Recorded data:

-----

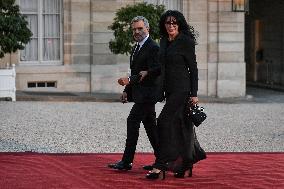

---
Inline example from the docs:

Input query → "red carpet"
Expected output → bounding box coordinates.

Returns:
[0,152,283,189]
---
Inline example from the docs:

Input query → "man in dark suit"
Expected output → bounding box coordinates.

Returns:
[108,16,160,171]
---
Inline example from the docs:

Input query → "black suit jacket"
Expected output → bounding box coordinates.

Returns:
[158,32,198,99]
[124,37,160,103]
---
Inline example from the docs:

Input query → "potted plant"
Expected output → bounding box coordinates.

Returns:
[108,2,165,55]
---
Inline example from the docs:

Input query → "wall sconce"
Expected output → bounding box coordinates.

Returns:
[232,0,249,13]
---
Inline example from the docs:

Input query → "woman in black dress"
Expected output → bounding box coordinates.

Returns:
[146,10,206,180]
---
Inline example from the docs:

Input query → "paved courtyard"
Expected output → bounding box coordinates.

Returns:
[0,87,284,153]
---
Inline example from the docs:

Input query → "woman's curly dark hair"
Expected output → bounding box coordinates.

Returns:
[159,10,198,43]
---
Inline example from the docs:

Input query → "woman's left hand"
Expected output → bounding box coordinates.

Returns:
[190,96,199,105]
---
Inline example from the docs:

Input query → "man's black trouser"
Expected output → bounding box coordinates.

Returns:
[122,102,158,163]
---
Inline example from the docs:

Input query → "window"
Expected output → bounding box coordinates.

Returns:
[17,0,62,64]
[27,81,57,88]
[144,0,183,11]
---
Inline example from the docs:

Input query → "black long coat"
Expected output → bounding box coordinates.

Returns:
[158,32,198,100]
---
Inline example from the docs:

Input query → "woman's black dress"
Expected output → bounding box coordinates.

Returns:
[154,33,206,171]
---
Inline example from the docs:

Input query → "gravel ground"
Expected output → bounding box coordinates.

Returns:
[1,98,283,153]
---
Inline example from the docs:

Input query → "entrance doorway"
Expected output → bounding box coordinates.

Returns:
[245,0,284,89]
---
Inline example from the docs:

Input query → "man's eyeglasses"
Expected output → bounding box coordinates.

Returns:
[165,21,178,26]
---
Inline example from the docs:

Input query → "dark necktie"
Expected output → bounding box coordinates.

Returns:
[133,44,140,58]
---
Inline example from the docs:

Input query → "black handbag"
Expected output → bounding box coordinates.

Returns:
[186,102,207,127]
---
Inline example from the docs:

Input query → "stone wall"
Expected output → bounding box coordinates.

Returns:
[15,0,92,92]
[207,0,246,97]
[91,0,123,93]
[12,0,247,97]
[185,0,208,96]
[91,0,246,97]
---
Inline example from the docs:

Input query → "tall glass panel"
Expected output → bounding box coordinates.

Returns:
[20,15,38,61]
[43,0,60,13]
[19,0,38,12]
[43,0,61,61]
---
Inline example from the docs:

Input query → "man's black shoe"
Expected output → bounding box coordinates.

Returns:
[108,161,132,170]
[142,164,153,171]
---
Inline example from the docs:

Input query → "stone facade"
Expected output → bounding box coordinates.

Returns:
[1,0,247,97]
[207,0,246,97]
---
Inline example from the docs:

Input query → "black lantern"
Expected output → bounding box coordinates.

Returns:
[232,0,249,12]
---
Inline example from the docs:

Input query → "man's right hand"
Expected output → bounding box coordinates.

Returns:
[120,92,128,103]
[118,77,129,86]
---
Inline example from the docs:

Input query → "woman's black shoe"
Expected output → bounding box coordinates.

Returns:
[146,170,165,180]
[174,167,192,178]
[143,165,153,171]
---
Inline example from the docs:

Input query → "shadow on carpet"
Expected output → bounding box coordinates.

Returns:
[0,152,283,189]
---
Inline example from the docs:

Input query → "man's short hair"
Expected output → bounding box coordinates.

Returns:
[131,16,150,28]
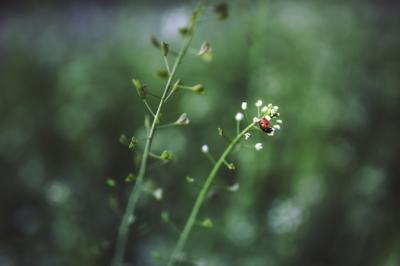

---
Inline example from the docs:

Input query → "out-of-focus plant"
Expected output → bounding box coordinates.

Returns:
[111,1,217,265]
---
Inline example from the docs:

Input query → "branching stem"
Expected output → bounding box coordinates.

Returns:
[111,2,207,265]
[167,122,255,266]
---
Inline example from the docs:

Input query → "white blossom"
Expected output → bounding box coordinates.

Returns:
[261,106,268,113]
[276,119,283,124]
[244,133,251,140]
[255,143,263,151]
[235,112,244,121]
[253,117,260,123]
[201,144,209,153]
[255,100,263,107]
[241,102,247,110]
[273,124,281,130]
[153,188,163,200]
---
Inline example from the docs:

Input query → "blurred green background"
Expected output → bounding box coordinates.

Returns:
[1,0,400,265]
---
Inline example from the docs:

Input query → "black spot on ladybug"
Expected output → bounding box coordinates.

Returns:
[265,127,274,133]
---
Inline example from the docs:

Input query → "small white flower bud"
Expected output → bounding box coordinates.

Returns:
[241,102,247,110]
[253,117,260,123]
[198,41,211,56]
[227,183,240,192]
[201,144,209,153]
[261,106,268,113]
[255,100,263,107]
[153,188,163,200]
[255,143,263,151]
[273,124,281,130]
[265,115,271,120]
[235,112,244,121]
[244,133,251,140]
[276,119,283,124]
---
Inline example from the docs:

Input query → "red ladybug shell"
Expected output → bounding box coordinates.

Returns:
[259,118,272,133]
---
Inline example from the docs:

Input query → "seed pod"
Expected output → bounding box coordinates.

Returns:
[161,42,169,56]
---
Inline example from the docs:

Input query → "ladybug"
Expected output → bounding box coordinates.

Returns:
[259,117,273,133]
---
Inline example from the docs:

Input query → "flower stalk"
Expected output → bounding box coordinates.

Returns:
[167,122,255,266]
[111,2,207,265]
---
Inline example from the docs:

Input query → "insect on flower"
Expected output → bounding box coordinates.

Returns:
[258,117,274,133]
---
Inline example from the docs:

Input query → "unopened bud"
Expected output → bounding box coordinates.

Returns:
[178,27,191,37]
[161,42,169,56]
[191,84,205,94]
[119,134,129,145]
[157,70,169,79]
[150,36,160,48]
[153,188,163,200]
[198,42,211,56]
[214,3,228,20]
[132,79,147,99]
[160,150,173,161]
[176,113,190,125]
[171,79,181,93]
[128,136,138,149]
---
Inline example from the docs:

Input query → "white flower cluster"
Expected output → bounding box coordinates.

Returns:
[258,101,283,137]
[240,99,284,150]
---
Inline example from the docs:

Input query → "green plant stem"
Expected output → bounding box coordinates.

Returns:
[167,122,255,266]
[111,3,206,266]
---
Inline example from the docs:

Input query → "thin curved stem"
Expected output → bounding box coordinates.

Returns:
[111,2,207,266]
[167,122,255,266]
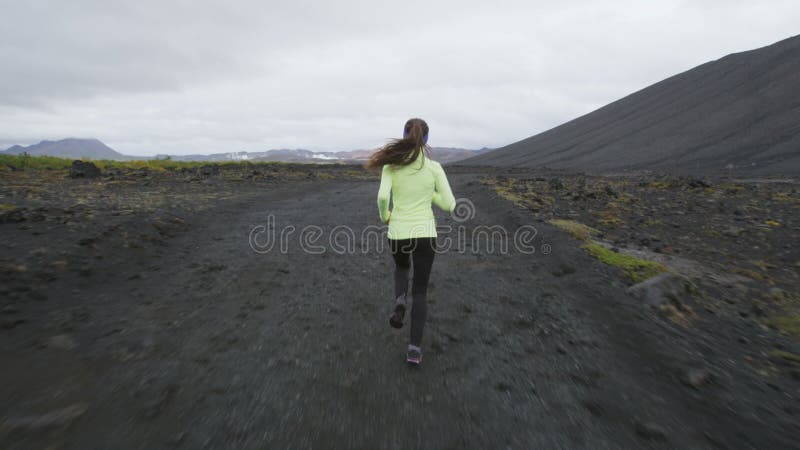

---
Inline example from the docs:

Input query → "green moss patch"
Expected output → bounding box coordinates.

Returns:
[548,219,600,241]
[769,350,800,364]
[583,243,668,283]
[481,177,554,211]
[766,315,800,339]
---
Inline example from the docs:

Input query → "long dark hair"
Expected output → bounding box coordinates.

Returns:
[365,118,430,170]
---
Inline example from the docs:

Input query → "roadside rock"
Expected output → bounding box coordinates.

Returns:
[626,272,693,307]
[69,160,101,178]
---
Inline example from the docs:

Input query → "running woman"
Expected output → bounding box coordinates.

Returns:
[366,118,456,366]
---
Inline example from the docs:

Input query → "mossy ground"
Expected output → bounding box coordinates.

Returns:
[583,242,668,283]
[548,219,600,241]
[767,315,800,339]
[769,349,800,364]
[0,153,370,174]
[481,173,799,322]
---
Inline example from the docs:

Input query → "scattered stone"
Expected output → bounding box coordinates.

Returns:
[2,305,20,314]
[151,217,187,237]
[635,421,668,441]
[48,334,77,350]
[721,226,744,238]
[68,160,101,178]
[443,331,461,342]
[582,400,605,417]
[141,385,179,419]
[77,237,96,246]
[769,287,789,301]
[199,263,226,273]
[687,178,711,188]
[750,303,767,317]
[551,264,576,277]
[548,178,564,190]
[424,394,434,403]
[1,318,27,330]
[0,207,26,224]
[197,165,220,177]
[0,262,26,274]
[627,272,694,307]
[28,290,48,301]
[1,403,88,432]
[495,382,512,393]
[168,431,187,445]
[682,368,712,389]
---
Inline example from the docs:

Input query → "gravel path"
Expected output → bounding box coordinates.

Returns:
[2,173,796,449]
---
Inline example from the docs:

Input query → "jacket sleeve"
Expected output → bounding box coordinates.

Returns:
[377,165,392,222]
[432,163,456,213]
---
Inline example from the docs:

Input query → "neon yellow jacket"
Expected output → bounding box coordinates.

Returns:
[377,150,456,239]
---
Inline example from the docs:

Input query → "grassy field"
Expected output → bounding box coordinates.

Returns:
[0,153,287,172]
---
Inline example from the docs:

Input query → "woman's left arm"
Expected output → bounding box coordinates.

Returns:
[432,163,456,213]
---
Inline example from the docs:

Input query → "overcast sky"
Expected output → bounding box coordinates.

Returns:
[0,1,798,155]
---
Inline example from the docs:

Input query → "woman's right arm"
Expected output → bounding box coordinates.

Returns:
[377,165,392,223]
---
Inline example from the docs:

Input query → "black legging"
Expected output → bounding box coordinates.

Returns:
[390,237,436,346]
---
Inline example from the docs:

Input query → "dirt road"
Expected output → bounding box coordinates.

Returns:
[1,171,797,449]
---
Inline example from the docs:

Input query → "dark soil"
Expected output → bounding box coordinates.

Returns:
[1,164,798,448]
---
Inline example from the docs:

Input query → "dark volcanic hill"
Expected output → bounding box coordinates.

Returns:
[460,35,800,175]
[2,138,127,160]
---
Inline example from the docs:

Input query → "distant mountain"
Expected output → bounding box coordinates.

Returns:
[161,147,492,164]
[461,35,800,175]
[2,138,128,160]
[3,138,490,164]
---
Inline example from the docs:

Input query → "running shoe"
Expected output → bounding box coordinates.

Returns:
[389,293,407,329]
[389,304,406,329]
[406,345,422,366]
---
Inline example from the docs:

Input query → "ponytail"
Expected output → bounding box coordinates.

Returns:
[366,118,430,170]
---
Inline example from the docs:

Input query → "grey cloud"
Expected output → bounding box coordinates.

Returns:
[1,1,798,154]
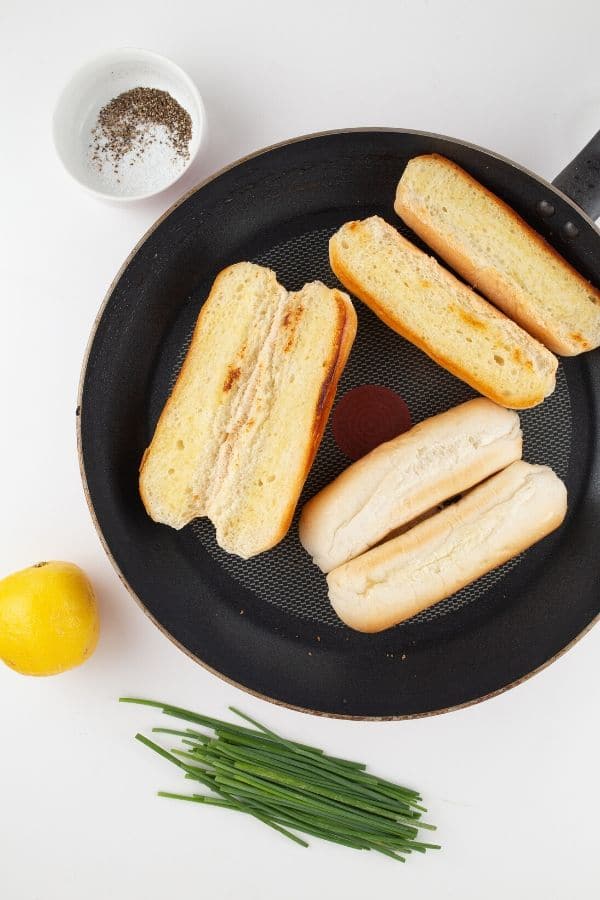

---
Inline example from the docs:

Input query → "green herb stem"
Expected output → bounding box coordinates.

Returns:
[121,697,438,861]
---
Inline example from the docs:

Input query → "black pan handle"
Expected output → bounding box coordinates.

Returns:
[553,129,600,220]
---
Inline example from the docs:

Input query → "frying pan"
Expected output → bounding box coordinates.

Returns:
[78,127,600,718]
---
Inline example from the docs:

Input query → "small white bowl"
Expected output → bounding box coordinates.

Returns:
[53,48,206,201]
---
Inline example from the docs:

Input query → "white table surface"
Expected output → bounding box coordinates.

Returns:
[2,1,599,897]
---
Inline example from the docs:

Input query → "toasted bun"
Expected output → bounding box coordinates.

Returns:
[299,398,522,572]
[327,461,567,632]
[395,154,600,356]
[139,263,357,558]
[329,216,557,409]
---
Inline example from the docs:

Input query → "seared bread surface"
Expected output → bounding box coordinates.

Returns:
[395,154,600,356]
[329,216,558,409]
[140,262,357,558]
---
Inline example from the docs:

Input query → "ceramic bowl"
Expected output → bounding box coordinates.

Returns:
[52,48,206,201]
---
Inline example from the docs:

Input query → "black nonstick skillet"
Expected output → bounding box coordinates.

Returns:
[78,128,600,718]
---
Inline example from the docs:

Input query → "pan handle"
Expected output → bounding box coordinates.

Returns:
[552,129,600,220]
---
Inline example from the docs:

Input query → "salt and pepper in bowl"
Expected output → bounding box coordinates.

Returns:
[52,48,206,201]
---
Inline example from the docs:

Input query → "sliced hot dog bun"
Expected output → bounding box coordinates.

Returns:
[329,216,557,408]
[139,263,357,558]
[394,154,600,356]
[140,263,286,531]
[327,461,567,633]
[209,280,357,557]
[299,398,522,573]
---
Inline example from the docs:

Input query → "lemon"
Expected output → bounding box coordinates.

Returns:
[0,561,99,676]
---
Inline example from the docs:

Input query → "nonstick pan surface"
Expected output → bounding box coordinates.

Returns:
[79,129,600,718]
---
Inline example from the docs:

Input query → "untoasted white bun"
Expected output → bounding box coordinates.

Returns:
[327,460,567,632]
[299,398,522,573]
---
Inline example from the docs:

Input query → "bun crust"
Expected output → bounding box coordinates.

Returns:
[330,217,557,409]
[327,461,567,632]
[299,398,522,573]
[139,264,356,558]
[395,154,600,356]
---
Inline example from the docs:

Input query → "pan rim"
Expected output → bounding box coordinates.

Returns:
[77,126,600,720]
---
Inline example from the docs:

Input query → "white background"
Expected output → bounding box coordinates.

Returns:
[1,1,599,898]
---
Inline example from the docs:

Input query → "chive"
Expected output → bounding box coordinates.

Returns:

-----

» **Task to complete**:
Search the data above for the word "bowl" and show every line that has it.

» **Solved problem**:
Input query → "small white bowl"
Input query → "ceramic bowl"
Input query → "salt and pepper in bowl"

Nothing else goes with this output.